* _MATERIAL SUPPLIED_
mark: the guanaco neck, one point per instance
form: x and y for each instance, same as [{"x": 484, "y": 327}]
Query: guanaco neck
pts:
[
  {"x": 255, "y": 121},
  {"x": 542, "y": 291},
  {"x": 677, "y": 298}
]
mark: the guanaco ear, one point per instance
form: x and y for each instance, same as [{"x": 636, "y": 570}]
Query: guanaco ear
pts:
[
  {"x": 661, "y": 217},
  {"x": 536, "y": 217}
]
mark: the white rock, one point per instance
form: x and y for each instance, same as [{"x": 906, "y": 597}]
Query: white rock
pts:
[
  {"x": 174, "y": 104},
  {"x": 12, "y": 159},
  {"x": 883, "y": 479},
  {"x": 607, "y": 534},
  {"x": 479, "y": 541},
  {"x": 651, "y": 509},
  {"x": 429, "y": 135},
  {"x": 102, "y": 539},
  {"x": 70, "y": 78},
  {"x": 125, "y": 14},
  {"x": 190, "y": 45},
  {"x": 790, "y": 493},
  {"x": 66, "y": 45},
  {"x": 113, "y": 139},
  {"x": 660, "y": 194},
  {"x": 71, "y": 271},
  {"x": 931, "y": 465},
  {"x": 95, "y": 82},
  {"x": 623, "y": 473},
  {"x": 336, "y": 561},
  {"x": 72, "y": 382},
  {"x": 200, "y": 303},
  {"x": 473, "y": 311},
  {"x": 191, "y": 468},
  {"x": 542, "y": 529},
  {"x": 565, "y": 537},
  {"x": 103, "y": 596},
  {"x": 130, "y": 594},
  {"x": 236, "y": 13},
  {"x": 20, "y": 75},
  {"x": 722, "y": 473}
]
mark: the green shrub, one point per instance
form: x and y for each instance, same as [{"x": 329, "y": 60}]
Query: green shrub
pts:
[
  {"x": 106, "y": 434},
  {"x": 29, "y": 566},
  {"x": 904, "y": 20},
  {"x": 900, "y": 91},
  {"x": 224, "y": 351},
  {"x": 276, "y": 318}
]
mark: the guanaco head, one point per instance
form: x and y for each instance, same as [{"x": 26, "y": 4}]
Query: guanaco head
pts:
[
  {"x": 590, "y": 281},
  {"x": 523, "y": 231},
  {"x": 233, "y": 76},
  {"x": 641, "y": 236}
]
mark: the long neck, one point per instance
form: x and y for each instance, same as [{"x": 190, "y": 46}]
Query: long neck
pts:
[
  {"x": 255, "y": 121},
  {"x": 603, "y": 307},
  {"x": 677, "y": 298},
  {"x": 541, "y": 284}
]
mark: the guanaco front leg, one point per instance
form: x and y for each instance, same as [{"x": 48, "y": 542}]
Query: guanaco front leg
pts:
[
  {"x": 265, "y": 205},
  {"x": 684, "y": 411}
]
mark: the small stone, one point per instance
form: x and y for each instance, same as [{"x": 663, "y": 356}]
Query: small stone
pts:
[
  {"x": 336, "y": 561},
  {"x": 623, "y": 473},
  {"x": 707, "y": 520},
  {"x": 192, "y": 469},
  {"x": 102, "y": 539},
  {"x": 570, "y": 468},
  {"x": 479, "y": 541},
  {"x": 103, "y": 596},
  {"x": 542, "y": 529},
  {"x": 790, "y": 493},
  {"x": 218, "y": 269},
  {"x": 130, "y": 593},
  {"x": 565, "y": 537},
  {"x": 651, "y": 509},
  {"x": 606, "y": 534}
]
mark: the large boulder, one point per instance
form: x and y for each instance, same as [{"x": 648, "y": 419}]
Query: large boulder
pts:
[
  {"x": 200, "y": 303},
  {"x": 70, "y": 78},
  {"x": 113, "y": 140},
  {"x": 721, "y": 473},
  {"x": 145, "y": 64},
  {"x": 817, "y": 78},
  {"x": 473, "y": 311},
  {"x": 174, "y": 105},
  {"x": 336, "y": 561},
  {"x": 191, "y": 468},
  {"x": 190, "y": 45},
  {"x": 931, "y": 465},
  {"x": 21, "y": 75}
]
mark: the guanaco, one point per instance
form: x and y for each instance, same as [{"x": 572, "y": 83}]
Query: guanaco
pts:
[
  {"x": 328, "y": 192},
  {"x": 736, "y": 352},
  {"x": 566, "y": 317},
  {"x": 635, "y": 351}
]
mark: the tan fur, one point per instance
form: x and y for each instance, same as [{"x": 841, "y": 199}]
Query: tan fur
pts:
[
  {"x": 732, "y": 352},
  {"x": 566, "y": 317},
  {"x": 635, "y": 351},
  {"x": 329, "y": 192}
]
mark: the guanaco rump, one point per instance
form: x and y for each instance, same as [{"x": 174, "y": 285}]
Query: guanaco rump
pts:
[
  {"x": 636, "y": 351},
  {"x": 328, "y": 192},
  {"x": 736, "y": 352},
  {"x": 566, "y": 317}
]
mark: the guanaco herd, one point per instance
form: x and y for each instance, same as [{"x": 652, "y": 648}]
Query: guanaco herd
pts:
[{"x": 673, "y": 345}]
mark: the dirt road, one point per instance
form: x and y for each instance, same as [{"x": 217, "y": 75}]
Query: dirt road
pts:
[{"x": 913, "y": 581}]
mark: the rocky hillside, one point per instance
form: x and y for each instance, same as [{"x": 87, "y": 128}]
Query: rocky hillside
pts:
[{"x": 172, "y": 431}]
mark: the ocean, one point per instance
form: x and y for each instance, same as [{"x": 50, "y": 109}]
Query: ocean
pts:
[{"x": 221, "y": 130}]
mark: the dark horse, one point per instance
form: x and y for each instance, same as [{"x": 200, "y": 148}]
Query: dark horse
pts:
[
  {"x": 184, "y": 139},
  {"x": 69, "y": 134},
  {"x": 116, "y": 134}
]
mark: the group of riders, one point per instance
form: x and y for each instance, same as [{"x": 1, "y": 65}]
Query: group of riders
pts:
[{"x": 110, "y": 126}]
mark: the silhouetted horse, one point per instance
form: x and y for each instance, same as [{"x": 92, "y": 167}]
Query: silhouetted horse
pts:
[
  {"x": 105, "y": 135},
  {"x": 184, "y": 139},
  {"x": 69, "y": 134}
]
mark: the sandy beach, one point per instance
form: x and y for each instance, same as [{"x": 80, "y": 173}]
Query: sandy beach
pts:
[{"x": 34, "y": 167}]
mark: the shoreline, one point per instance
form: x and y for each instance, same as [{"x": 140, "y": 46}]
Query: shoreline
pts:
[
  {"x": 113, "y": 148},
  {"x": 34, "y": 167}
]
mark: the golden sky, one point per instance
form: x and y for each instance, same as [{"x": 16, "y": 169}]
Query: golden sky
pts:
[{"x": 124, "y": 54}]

* _YOUR OBJECTIVE_
The records above are to be printed in full, exactly as they appear.

* _RESPONSE AREA_
mark: the guanaco neck, one point per instance
form: x and y for each instance, same as [{"x": 484, "y": 327}]
Query: guanaco neck
pts:
[
  {"x": 255, "y": 121},
  {"x": 542, "y": 291},
  {"x": 677, "y": 298}
]
mark: the guanaco ear, one point per instance
form: x and y for each instance, same as [{"x": 636, "y": 570}]
Query: guanaco ear
pts:
[
  {"x": 661, "y": 217},
  {"x": 536, "y": 217}
]
mark: the white rock, one point per instance
form: x and y for each instance, same as [{"x": 906, "y": 597}]
Query: white rock
pts:
[
  {"x": 174, "y": 104},
  {"x": 12, "y": 159},
  {"x": 883, "y": 479},
  {"x": 607, "y": 534},
  {"x": 479, "y": 541},
  {"x": 651, "y": 509},
  {"x": 429, "y": 135},
  {"x": 102, "y": 539},
  {"x": 70, "y": 78},
  {"x": 125, "y": 14},
  {"x": 190, "y": 45},
  {"x": 790, "y": 493},
  {"x": 66, "y": 45},
  {"x": 113, "y": 139},
  {"x": 660, "y": 194},
  {"x": 71, "y": 271},
  {"x": 931, "y": 465},
  {"x": 95, "y": 82},
  {"x": 623, "y": 473},
  {"x": 336, "y": 561},
  {"x": 72, "y": 382},
  {"x": 200, "y": 303},
  {"x": 473, "y": 311},
  {"x": 191, "y": 468},
  {"x": 542, "y": 529},
  {"x": 565, "y": 537},
  {"x": 103, "y": 596},
  {"x": 130, "y": 594},
  {"x": 236, "y": 13},
  {"x": 20, "y": 75},
  {"x": 722, "y": 473}
]
mark: the green shrub, one point per instance
form: x and y for each instance, same as [{"x": 329, "y": 60}]
Query: green shrub
pts:
[
  {"x": 106, "y": 434},
  {"x": 29, "y": 566},
  {"x": 904, "y": 20},
  {"x": 900, "y": 91},
  {"x": 224, "y": 351},
  {"x": 276, "y": 318}
]
mark: the guanaco head, one point per instance
form: x and y for each instance, same as [{"x": 26, "y": 4}]
Query: guanaco head
pts:
[
  {"x": 590, "y": 281},
  {"x": 523, "y": 231},
  {"x": 233, "y": 76},
  {"x": 641, "y": 236}
]
mark: the long neck, one point per instance
form: x and y for each instance, same as [{"x": 190, "y": 46}]
Query: long neck
pts:
[
  {"x": 255, "y": 121},
  {"x": 603, "y": 307},
  {"x": 677, "y": 298},
  {"x": 541, "y": 284}
]
mark: the guanaco front leg, one point per instance
form: x and y for each instance, same as [{"x": 48, "y": 542}]
Query: guanaco front leg
pts:
[
  {"x": 265, "y": 205},
  {"x": 684, "y": 411}
]
mark: the small stone, one point per instance
form: x and y for each instance, same as [{"x": 663, "y": 356}]
Query: small stone
pts:
[
  {"x": 336, "y": 561},
  {"x": 623, "y": 473},
  {"x": 707, "y": 520},
  {"x": 192, "y": 469},
  {"x": 102, "y": 539},
  {"x": 570, "y": 468},
  {"x": 479, "y": 541},
  {"x": 103, "y": 596},
  {"x": 542, "y": 529},
  {"x": 790, "y": 493},
  {"x": 218, "y": 269},
  {"x": 130, "y": 593},
  {"x": 565, "y": 537},
  {"x": 651, "y": 509},
  {"x": 606, "y": 534}
]
mark: the large boulder, one point per instance
form: x and y for each instance, same as [{"x": 648, "y": 419}]
Query: large boulder
pts:
[
  {"x": 200, "y": 303},
  {"x": 70, "y": 78},
  {"x": 113, "y": 140},
  {"x": 721, "y": 473},
  {"x": 145, "y": 64},
  {"x": 817, "y": 78},
  {"x": 473, "y": 311},
  {"x": 174, "y": 105},
  {"x": 336, "y": 561},
  {"x": 191, "y": 468},
  {"x": 190, "y": 45},
  {"x": 931, "y": 465},
  {"x": 21, "y": 75}
]
mark: the guanaco, one point per instance
form: x and y for each instance, same as [{"x": 572, "y": 83}]
Query: guanaco
pts:
[
  {"x": 328, "y": 192},
  {"x": 736, "y": 352},
  {"x": 566, "y": 317},
  {"x": 635, "y": 351}
]
mark: the tan fur, one point per instance
form: x and y for each instance, same as [{"x": 841, "y": 199}]
Query: tan fur
pts:
[
  {"x": 732, "y": 352},
  {"x": 566, "y": 317},
  {"x": 635, "y": 351},
  {"x": 329, "y": 192}
]
mark: the guanaco rump, one point per instance
form: x and y for each instance, same as [{"x": 174, "y": 285}]
Query: guanaco rump
pts:
[
  {"x": 636, "y": 351},
  {"x": 328, "y": 192},
  {"x": 736, "y": 352},
  {"x": 566, "y": 317}
]
mark: the guanaco herd, one point per instance
form: x and y for each instance, same as [{"x": 652, "y": 648}]
Query: guanaco herd
pts:
[{"x": 673, "y": 345}]
mark: the dirt road, one point per instance
form: x and y for each instance, same as [{"x": 217, "y": 75}]
Query: dirt road
pts:
[{"x": 913, "y": 581}]
mark: the rocky hillside, one point per instance
form: x and y for each instance, same as [{"x": 87, "y": 128}]
Query: rocky hillside
pts:
[{"x": 172, "y": 431}]
mark: the ocean, one point per instance
form: x and y for each instance, same as [{"x": 50, "y": 109}]
Query: ocean
pts:
[{"x": 221, "y": 130}]
mark: the dark horse, one point per instance
form: x and y for each instance, same as [{"x": 200, "y": 148}]
Query: dark horse
pts:
[
  {"x": 184, "y": 139},
  {"x": 69, "y": 134},
  {"x": 116, "y": 134}
]
mark: the group of riders, one point per instance
form: x and y for each instance, same as [{"x": 1, "y": 65}]
Query: group of riders
pts:
[{"x": 110, "y": 126}]
mark: the silhouetted horse, one point per instance
form: x and y for each instance, same as [{"x": 92, "y": 167}]
Query: silhouetted horse
pts:
[
  {"x": 105, "y": 135},
  {"x": 184, "y": 139},
  {"x": 69, "y": 134}
]
mark: the sandy beach, one point per instance
form: x and y for each instance, same as [{"x": 80, "y": 173}]
Query: sandy beach
pts:
[{"x": 34, "y": 167}]
mark: the shoreline, one point per instance
form: x and y for each instance, same as [{"x": 140, "y": 46}]
Query: shoreline
pts:
[
  {"x": 113, "y": 148},
  {"x": 34, "y": 167}
]
mark: the golden sky, one point per instance
form: x and y for each instance, same as [{"x": 16, "y": 169}]
Query: golden sky
pts:
[{"x": 124, "y": 54}]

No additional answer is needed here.